* start Records for processing *

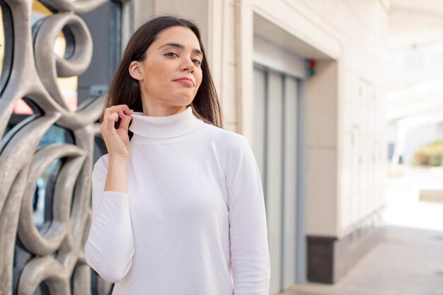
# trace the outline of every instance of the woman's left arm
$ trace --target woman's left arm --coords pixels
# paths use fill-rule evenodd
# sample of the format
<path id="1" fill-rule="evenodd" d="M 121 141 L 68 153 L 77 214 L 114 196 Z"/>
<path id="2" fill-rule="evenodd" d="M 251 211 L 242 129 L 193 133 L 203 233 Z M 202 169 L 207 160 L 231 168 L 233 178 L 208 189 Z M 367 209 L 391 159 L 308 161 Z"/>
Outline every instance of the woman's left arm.
<path id="1" fill-rule="evenodd" d="M 263 191 L 257 162 L 243 139 L 226 177 L 234 295 L 268 295 L 270 263 Z"/>

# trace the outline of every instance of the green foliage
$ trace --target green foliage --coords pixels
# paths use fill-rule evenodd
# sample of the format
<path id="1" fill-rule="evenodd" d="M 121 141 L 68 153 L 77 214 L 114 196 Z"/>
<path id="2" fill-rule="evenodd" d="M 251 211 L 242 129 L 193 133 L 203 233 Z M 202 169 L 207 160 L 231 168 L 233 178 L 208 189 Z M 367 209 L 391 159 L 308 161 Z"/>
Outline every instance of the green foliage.
<path id="1" fill-rule="evenodd" d="M 422 146 L 414 155 L 416 166 L 441 166 L 443 165 L 443 141 Z"/>

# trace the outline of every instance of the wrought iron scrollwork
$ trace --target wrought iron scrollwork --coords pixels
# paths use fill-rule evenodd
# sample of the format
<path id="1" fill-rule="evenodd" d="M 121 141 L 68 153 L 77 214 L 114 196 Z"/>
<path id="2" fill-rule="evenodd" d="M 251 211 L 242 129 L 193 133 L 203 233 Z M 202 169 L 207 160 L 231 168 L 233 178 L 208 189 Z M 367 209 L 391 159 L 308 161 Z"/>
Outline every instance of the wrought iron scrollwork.
<path id="1" fill-rule="evenodd" d="M 109 0 L 42 0 L 54 13 L 33 32 L 32 0 L 0 0 L 11 21 L 4 20 L 13 37 L 8 79 L 0 99 L 0 295 L 33 295 L 44 283 L 51 295 L 108 294 L 110 284 L 97 283 L 84 260 L 84 246 L 91 224 L 91 176 L 96 123 L 103 97 L 76 111 L 62 96 L 57 77 L 81 75 L 88 66 L 93 41 L 76 13 L 91 11 Z M 56 37 L 67 30 L 75 40 L 64 57 L 53 52 Z M 6 64 L 6 63 L 5 64 Z M 20 128 L 8 130 L 16 103 L 23 98 L 41 110 Z M 73 134 L 74 144 L 39 146 L 56 124 Z M 62 165 L 54 181 L 52 219 L 45 231 L 33 219 L 33 199 L 38 178 L 57 159 Z M 17 249 L 27 253 L 20 273 Z M 95 285 L 94 285 L 95 284 Z M 94 286 L 93 286 L 94 285 Z M 97 286 L 101 286 L 97 289 Z M 95 291 L 91 291 L 95 290 Z"/>

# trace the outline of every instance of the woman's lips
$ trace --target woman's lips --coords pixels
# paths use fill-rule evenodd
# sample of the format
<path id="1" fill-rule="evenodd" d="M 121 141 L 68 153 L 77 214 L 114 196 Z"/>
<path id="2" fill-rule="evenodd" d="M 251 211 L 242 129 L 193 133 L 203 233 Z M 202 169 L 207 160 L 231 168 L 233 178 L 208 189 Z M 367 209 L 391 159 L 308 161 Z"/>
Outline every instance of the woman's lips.
<path id="1" fill-rule="evenodd" d="M 188 86 L 194 86 L 194 82 L 192 82 L 192 81 L 190 79 L 188 78 L 180 78 L 180 79 L 178 79 L 176 80 L 174 80 L 175 82 L 178 82 L 180 84 L 183 84 L 183 85 L 186 85 Z"/>

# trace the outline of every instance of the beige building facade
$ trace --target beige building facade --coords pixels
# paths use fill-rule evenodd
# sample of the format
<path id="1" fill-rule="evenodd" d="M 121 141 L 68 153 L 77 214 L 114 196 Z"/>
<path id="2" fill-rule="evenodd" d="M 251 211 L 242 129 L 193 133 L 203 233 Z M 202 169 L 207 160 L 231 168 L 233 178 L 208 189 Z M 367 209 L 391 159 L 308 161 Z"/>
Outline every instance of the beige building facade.
<path id="1" fill-rule="evenodd" d="M 134 11 L 137 25 L 174 13 L 202 27 L 226 126 L 260 168 L 270 294 L 338 282 L 381 236 L 383 1 L 152 1 Z"/>

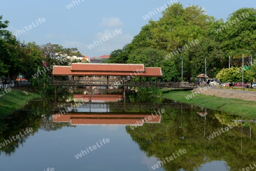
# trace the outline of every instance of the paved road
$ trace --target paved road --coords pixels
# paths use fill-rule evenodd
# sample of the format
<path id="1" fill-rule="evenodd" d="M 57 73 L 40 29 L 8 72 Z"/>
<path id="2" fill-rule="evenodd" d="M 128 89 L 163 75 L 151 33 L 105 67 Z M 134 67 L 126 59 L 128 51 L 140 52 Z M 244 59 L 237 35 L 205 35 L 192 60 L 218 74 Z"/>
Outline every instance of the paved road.
<path id="1" fill-rule="evenodd" d="M 256 92 L 255 91 L 247 91 L 245 90 L 243 91 L 238 91 L 236 90 L 230 90 L 230 89 L 217 89 L 216 87 L 210 87 L 210 89 L 217 89 L 218 90 L 223 91 L 229 91 L 229 92 L 233 92 L 233 93 L 241 93 L 241 94 L 253 94 L 256 95 Z M 245 90 L 245 89 L 243 90 Z"/>

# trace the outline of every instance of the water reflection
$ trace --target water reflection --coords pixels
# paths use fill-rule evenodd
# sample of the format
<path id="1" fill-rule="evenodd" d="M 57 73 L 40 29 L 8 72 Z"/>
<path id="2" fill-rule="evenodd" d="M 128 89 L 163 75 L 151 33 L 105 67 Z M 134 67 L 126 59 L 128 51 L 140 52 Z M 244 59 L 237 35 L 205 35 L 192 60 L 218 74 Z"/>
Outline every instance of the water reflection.
<path id="1" fill-rule="evenodd" d="M 121 94 L 109 96 L 111 99 L 104 94 L 94 94 L 95 99 L 82 103 L 86 98 L 84 93 L 59 95 L 57 101 L 52 97 L 50 101 L 32 102 L 23 110 L 0 118 L 0 143 L 22 129 L 32 127 L 34 130 L 31 135 L 0 148 L 3 168 L 15 170 L 14 165 L 6 164 L 10 163 L 10 159 L 19 157 L 28 165 L 27 159 L 44 161 L 48 165 L 42 164 L 42 168 L 54 167 L 55 170 L 58 167 L 59 170 L 67 170 L 63 168 L 71 165 L 75 170 L 113 170 L 112 166 L 115 170 L 153 170 L 151 166 L 157 160 L 163 161 L 180 149 L 185 149 L 187 153 L 166 162 L 157 170 L 240 170 L 256 161 L 255 120 L 251 118 L 167 99 L 139 101 L 137 95 L 132 94 L 127 94 L 126 101 L 119 100 L 123 98 Z M 165 112 L 147 119 L 158 109 L 164 109 Z M 61 112 L 63 111 L 65 113 Z M 220 132 L 210 140 L 208 138 L 238 121 L 242 124 Z M 142 124 L 138 124 L 141 122 Z M 137 127 L 132 127 L 135 125 Z M 49 134 L 46 135 L 45 132 Z M 79 150 L 88 147 L 85 144 L 94 144 L 103 137 L 110 138 L 113 143 L 104 151 L 99 149 L 84 160 L 71 159 Z M 26 140 L 31 139 L 40 139 L 36 144 L 40 148 L 26 144 Z M 52 144 L 48 144 L 49 141 Z M 27 146 L 26 150 L 23 146 Z M 49 149 L 54 157 L 48 161 L 43 155 L 29 156 L 24 161 L 15 152 L 18 149 L 28 153 L 35 149 L 40 153 Z M 105 154 L 109 155 L 99 163 L 97 159 Z M 118 162 L 113 162 L 114 159 Z M 58 160 L 61 164 L 49 165 L 50 162 Z M 19 166 L 21 170 L 35 170 L 33 167 L 30 170 Z"/>

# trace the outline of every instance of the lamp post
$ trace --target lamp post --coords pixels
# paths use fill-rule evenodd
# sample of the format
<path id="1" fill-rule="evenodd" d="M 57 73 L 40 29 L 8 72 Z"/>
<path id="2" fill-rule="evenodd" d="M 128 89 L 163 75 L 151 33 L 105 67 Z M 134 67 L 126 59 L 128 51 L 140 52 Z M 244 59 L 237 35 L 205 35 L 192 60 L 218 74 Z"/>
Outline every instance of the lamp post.
<path id="1" fill-rule="evenodd" d="M 183 81 L 183 59 L 180 58 L 181 59 L 181 82 Z"/>
<path id="2" fill-rule="evenodd" d="M 243 90 L 243 54 L 242 65 L 242 90 Z"/>
<path id="3" fill-rule="evenodd" d="M 207 69 L 206 69 L 206 58 L 205 59 L 205 87 L 207 85 Z"/>

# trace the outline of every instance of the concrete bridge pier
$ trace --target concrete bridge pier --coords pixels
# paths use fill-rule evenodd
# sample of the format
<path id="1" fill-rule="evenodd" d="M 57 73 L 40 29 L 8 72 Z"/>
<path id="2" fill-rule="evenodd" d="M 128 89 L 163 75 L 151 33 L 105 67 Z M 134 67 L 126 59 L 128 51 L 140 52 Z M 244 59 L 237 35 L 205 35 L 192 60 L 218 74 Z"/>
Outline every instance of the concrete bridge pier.
<path id="1" fill-rule="evenodd" d="M 58 94 L 58 86 L 55 86 L 55 94 Z"/>

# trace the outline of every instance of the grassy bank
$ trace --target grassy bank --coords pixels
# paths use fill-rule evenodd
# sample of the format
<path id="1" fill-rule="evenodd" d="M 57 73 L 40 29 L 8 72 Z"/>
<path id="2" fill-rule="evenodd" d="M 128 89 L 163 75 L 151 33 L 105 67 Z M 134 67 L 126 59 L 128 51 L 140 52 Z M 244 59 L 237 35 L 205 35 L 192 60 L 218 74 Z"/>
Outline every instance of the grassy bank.
<path id="1" fill-rule="evenodd" d="M 6 93 L 0 89 L 0 115 L 5 115 L 24 106 L 28 101 L 40 96 L 29 89 L 16 89 Z"/>
<path id="2" fill-rule="evenodd" d="M 256 103 L 237 99 L 224 98 L 212 95 L 199 94 L 187 100 L 185 97 L 191 94 L 191 91 L 170 91 L 163 90 L 164 98 L 189 105 L 206 107 L 229 113 L 256 118 Z"/>

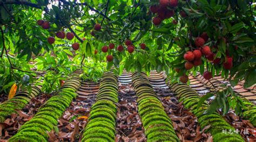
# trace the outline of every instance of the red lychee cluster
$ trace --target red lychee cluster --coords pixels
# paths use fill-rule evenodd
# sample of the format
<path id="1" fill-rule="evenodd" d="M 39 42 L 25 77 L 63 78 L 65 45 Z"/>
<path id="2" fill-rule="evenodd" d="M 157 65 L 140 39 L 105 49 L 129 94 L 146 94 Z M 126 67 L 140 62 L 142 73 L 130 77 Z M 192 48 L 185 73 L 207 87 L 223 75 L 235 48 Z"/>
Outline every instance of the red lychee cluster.
<path id="1" fill-rule="evenodd" d="M 39 19 L 37 21 L 37 24 L 42 26 L 44 29 L 50 29 L 50 23 L 48 21 L 44 21 L 42 19 Z M 63 31 L 58 31 L 56 33 L 57 37 L 60 39 L 64 39 L 65 37 L 68 40 L 72 40 L 75 36 L 75 35 L 73 32 L 68 32 L 66 35 Z M 47 41 L 49 44 L 53 44 L 55 42 L 55 38 L 54 37 L 49 37 L 47 38 Z M 75 43 L 72 44 L 72 48 L 75 50 L 78 50 L 79 48 L 79 44 L 78 43 Z"/>
<path id="2" fill-rule="evenodd" d="M 163 20 L 173 16 L 174 11 L 169 9 L 167 6 L 173 8 L 177 5 L 178 0 L 160 0 L 159 5 L 150 6 L 150 11 L 153 13 L 157 13 L 157 16 L 153 18 L 153 24 L 158 25 Z"/>
<path id="3" fill-rule="evenodd" d="M 74 43 L 72 44 L 72 48 L 75 50 L 78 50 L 79 47 L 79 44 L 78 43 Z"/>

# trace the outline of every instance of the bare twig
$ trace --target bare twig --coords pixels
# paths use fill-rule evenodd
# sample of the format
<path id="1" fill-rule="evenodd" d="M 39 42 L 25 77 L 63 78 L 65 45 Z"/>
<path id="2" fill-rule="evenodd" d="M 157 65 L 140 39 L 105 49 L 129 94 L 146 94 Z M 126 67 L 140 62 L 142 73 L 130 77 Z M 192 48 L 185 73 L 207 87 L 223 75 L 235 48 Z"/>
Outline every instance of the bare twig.
<path id="1" fill-rule="evenodd" d="M 64 0 L 60 0 L 60 1 L 62 2 L 63 2 L 64 4 L 69 5 L 69 2 L 65 1 Z M 99 13 L 99 15 L 103 16 L 103 17 L 105 17 L 107 20 L 109 20 L 109 21 L 111 20 L 110 18 L 107 17 L 107 16 L 106 16 L 101 11 L 99 11 L 99 10 L 96 10 L 96 9 L 94 9 L 93 8 L 92 8 L 92 6 L 90 6 L 86 2 L 80 3 L 75 3 L 75 4 L 77 5 L 85 5 L 85 6 L 88 6 L 88 8 L 89 8 L 90 9 L 91 9 L 91 10 L 95 12 Z"/>
<path id="2" fill-rule="evenodd" d="M 135 11 L 136 11 L 136 9 L 138 7 L 139 7 L 139 6 L 140 5 L 140 4 L 139 3 L 139 2 L 140 2 L 140 0 L 139 0 L 139 2 L 138 2 L 138 4 L 136 5 L 136 6 L 135 7 L 135 9 L 134 10 L 133 10 L 133 11 L 132 11 L 132 14 L 131 15 L 130 17 L 130 20 L 131 21 L 131 18 L 132 18 L 132 16 L 133 15 L 134 13 L 135 12 Z"/>
<path id="3" fill-rule="evenodd" d="M 106 4 L 106 8 L 105 8 L 105 15 L 106 16 L 106 13 L 107 12 L 107 6 L 109 6 L 109 0 L 107 0 L 107 3 Z M 103 22 L 104 18 L 105 18 L 105 17 L 103 17 L 103 18 L 102 19 L 102 22 Z"/>

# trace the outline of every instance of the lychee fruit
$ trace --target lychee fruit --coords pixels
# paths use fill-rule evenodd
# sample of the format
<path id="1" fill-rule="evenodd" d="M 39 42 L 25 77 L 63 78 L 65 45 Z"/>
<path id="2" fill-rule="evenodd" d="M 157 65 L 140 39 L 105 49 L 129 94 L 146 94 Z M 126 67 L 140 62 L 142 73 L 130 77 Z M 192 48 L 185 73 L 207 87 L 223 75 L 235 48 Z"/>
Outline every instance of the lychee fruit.
<path id="1" fill-rule="evenodd" d="M 201 49 L 201 51 L 205 56 L 210 55 L 212 53 L 211 48 L 208 46 L 204 46 Z"/>
<path id="2" fill-rule="evenodd" d="M 184 59 L 188 60 L 188 61 L 192 61 L 194 60 L 194 55 L 191 51 L 187 51 L 186 52 L 184 55 L 183 56 Z"/>
<path id="3" fill-rule="evenodd" d="M 177 25 L 178 24 L 178 21 L 176 19 L 173 19 L 172 21 L 172 23 L 174 25 Z"/>
<path id="4" fill-rule="evenodd" d="M 56 37 L 61 39 L 64 39 L 65 36 L 66 35 L 64 31 L 58 31 L 56 33 Z"/>
<path id="5" fill-rule="evenodd" d="M 169 0 L 160 0 L 160 5 L 164 8 L 166 8 L 169 4 Z"/>
<path id="6" fill-rule="evenodd" d="M 226 38 L 223 37 L 221 37 L 221 39 L 224 41 L 225 43 L 227 43 L 227 39 L 226 39 Z"/>
<path id="7" fill-rule="evenodd" d="M 130 53 L 132 53 L 133 52 L 134 48 L 133 48 L 133 46 L 130 45 L 128 46 L 128 47 L 127 47 L 127 50 Z"/>
<path id="8" fill-rule="evenodd" d="M 231 69 L 233 66 L 233 58 L 230 57 L 227 57 L 227 60 L 223 63 L 223 66 L 226 70 Z"/>
<path id="9" fill-rule="evenodd" d="M 42 25 L 42 24 L 43 24 L 43 23 L 44 23 L 44 21 L 42 19 L 39 19 L 39 20 L 38 20 L 37 22 L 38 25 Z"/>
<path id="10" fill-rule="evenodd" d="M 183 18 L 185 18 L 187 17 L 187 14 L 184 11 L 181 11 L 180 12 L 180 16 L 181 16 L 181 17 Z"/>
<path id="11" fill-rule="evenodd" d="M 77 50 L 79 49 L 79 44 L 78 43 L 74 43 L 72 44 L 72 48 L 75 50 Z"/>
<path id="12" fill-rule="evenodd" d="M 91 32 L 91 35 L 92 35 L 93 37 L 95 36 L 95 33 L 94 33 L 93 31 Z"/>
<path id="13" fill-rule="evenodd" d="M 125 45 L 126 45 L 127 46 L 129 45 L 131 45 L 131 44 L 132 44 L 132 41 L 131 41 L 131 40 L 126 39 L 126 40 L 125 40 Z"/>
<path id="14" fill-rule="evenodd" d="M 178 0 L 170 0 L 169 5 L 173 8 L 178 6 Z"/>
<path id="15" fill-rule="evenodd" d="M 213 61 L 212 63 L 213 63 L 213 64 L 219 64 L 220 63 L 221 58 L 217 58 Z"/>
<path id="16" fill-rule="evenodd" d="M 69 40 L 71 40 L 74 38 L 74 33 L 73 32 L 69 32 L 66 33 L 66 38 Z"/>
<path id="17" fill-rule="evenodd" d="M 203 76 L 206 80 L 210 80 L 212 78 L 212 73 L 211 72 L 206 71 L 203 74 Z"/>
<path id="18" fill-rule="evenodd" d="M 165 8 L 161 7 L 158 10 L 158 11 L 157 11 L 158 17 L 161 18 L 161 20 L 164 20 L 164 19 L 165 19 L 165 11 L 166 10 L 167 10 Z"/>
<path id="19" fill-rule="evenodd" d="M 106 53 L 106 52 L 107 52 L 108 50 L 109 50 L 109 47 L 107 47 L 107 46 L 104 46 L 102 48 L 102 52 L 103 52 L 104 53 Z"/>
<path id="20" fill-rule="evenodd" d="M 195 59 L 193 61 L 194 66 L 199 66 L 202 64 L 202 60 L 200 59 Z"/>
<path id="21" fill-rule="evenodd" d="M 168 19 L 173 16 L 174 15 L 174 11 L 173 10 L 170 10 L 167 9 L 165 12 L 164 18 L 165 19 Z"/>
<path id="22" fill-rule="evenodd" d="M 186 70 L 190 70 L 193 68 L 193 66 L 194 64 L 193 64 L 192 62 L 187 61 L 185 63 L 185 69 L 186 69 Z"/>
<path id="23" fill-rule="evenodd" d="M 155 17 L 153 18 L 152 22 L 153 22 L 153 24 L 154 24 L 154 25 L 160 25 L 161 22 L 162 22 L 162 19 L 159 17 Z"/>
<path id="24" fill-rule="evenodd" d="M 201 59 L 201 57 L 202 56 L 202 53 L 199 50 L 195 50 L 193 51 L 193 54 L 194 56 L 195 59 Z"/>
<path id="25" fill-rule="evenodd" d="M 114 48 L 114 44 L 113 43 L 111 43 L 109 44 L 109 47 L 110 49 L 113 49 Z"/>
<path id="26" fill-rule="evenodd" d="M 157 5 L 151 5 L 150 6 L 150 10 L 151 12 L 153 13 L 157 13 L 159 8 Z"/>
<path id="27" fill-rule="evenodd" d="M 205 42 L 207 42 L 208 40 L 208 38 L 209 38 L 206 32 L 203 32 L 203 33 L 200 36 L 200 37 L 203 38 L 204 40 L 205 40 Z"/>
<path id="28" fill-rule="evenodd" d="M 108 62 L 111 62 L 113 60 L 113 56 L 112 55 L 107 55 L 106 57 L 107 60 Z"/>
<path id="29" fill-rule="evenodd" d="M 204 45 L 204 44 L 205 44 L 205 42 L 204 38 L 200 37 L 196 38 L 194 40 L 194 44 L 196 44 L 196 46 L 197 46 L 197 47 L 198 48 Z"/>
<path id="30" fill-rule="evenodd" d="M 179 73 L 179 72 L 180 72 L 180 69 L 179 69 L 179 68 L 176 68 L 176 67 L 175 67 L 175 68 L 174 68 L 174 70 L 175 70 L 177 72 L 178 72 L 178 73 Z"/>
<path id="31" fill-rule="evenodd" d="M 187 75 L 184 75 L 179 78 L 179 80 L 181 83 L 186 83 L 188 80 L 188 77 Z"/>
<path id="32" fill-rule="evenodd" d="M 214 59 L 214 54 L 213 53 L 211 53 L 210 55 L 206 56 L 206 58 L 209 61 L 213 61 Z"/>
<path id="33" fill-rule="evenodd" d="M 99 24 L 96 24 L 94 25 L 94 29 L 96 31 L 99 31 L 102 29 L 102 26 Z"/>
<path id="34" fill-rule="evenodd" d="M 118 45 L 117 46 L 117 50 L 119 52 L 122 52 L 124 50 L 124 47 L 122 45 Z"/>
<path id="35" fill-rule="evenodd" d="M 42 24 L 42 27 L 44 29 L 49 29 L 50 28 L 50 23 L 48 21 L 44 21 Z"/>
<path id="36" fill-rule="evenodd" d="M 55 42 L 55 39 L 53 37 L 49 37 L 47 39 L 47 40 L 48 41 L 48 43 L 50 44 L 53 44 L 54 42 Z"/>
<path id="37" fill-rule="evenodd" d="M 146 49 L 146 44 L 145 44 L 144 43 L 142 43 L 139 46 L 143 50 L 145 50 L 145 49 Z"/>

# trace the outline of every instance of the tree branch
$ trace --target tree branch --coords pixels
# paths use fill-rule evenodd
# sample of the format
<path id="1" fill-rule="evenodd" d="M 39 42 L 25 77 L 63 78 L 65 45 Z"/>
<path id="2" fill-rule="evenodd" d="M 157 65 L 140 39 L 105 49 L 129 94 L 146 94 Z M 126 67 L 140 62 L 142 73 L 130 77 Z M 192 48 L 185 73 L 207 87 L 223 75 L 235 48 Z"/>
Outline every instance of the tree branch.
<path id="1" fill-rule="evenodd" d="M 109 0 L 107 0 L 107 3 L 106 4 L 106 8 L 105 8 L 105 15 L 106 16 L 106 12 L 107 11 L 107 6 L 109 6 Z M 103 18 L 102 19 L 102 22 L 103 22 L 103 21 L 104 20 L 105 17 L 103 17 Z"/>
<path id="2" fill-rule="evenodd" d="M 4 44 L 4 31 L 3 31 L 3 29 L 2 29 L 1 26 L 1 33 L 2 33 L 2 40 L 3 42 L 3 49 L 2 49 L 2 52 L 1 57 L 3 57 L 3 55 L 4 54 L 4 49 L 5 48 L 5 44 Z"/>
<path id="3" fill-rule="evenodd" d="M 5 2 L 0 2 L 0 5 L 2 5 L 2 4 L 24 5 L 29 6 L 30 7 L 41 9 L 41 6 L 39 6 L 38 5 L 35 3 L 26 2 L 26 1 L 20 2 L 20 1 L 8 1 Z"/>
<path id="4" fill-rule="evenodd" d="M 60 2 L 63 2 L 64 4 L 69 5 L 69 2 L 65 1 L 64 1 L 64 0 L 60 0 Z M 107 17 L 107 16 L 106 16 L 105 15 L 104 15 L 104 13 L 103 13 L 101 11 L 99 11 L 99 10 L 97 10 L 97 9 L 94 9 L 93 8 L 92 8 L 92 6 L 90 6 L 86 2 L 85 2 L 85 3 L 74 3 L 74 4 L 75 4 L 75 5 L 85 5 L 85 6 L 88 6 L 88 8 L 89 8 L 90 9 L 91 9 L 91 10 L 93 11 L 95 11 L 95 12 L 99 13 L 99 15 L 100 15 L 101 16 L 103 16 L 103 17 L 105 17 L 105 18 L 106 19 L 107 19 L 107 20 L 109 20 L 109 21 L 111 21 L 111 20 L 110 18 Z"/>

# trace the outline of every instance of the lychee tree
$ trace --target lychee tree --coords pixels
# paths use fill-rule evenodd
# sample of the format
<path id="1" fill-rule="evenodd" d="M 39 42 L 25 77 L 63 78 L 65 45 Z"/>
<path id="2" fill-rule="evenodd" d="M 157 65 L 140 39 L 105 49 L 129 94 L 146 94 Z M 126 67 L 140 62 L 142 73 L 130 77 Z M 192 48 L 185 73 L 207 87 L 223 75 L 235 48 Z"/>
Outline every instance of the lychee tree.
<path id="1" fill-rule="evenodd" d="M 24 84 L 25 74 L 32 83 L 32 67 L 61 79 L 113 66 L 116 73 L 165 71 L 173 82 L 198 72 L 232 85 L 256 82 L 252 1 L 3 1 L 0 9 L 2 91 Z M 58 78 L 45 82 L 57 88 Z"/>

* end Records for processing *

Aim.
Revise the records from the line with "# trace the outline of every instance of the paved" through the line with "Outline every instance of the paved road.", replacing "paved road" with "dirt road" and leaving everything else unchanged. Give only those lines.

Reply to the task.
# trace the outline of every instance of the dirt road
$ trace --target dirt road --coords pixels
# paths use fill-rule evenodd
# sample of the format
<path id="1" fill-rule="evenodd" d="M 57 73 L 40 29 L 8 72 Z"/>
<path id="2" fill-rule="evenodd" d="M 128 89 L 163 75 L 151 33 L 105 67 Z M 134 67 L 126 59 L 128 51 L 140 52 Z M 244 59 L 237 35 L 205 35 L 192 60 L 218 74 Z"/>
Outline every instance of the dirt road.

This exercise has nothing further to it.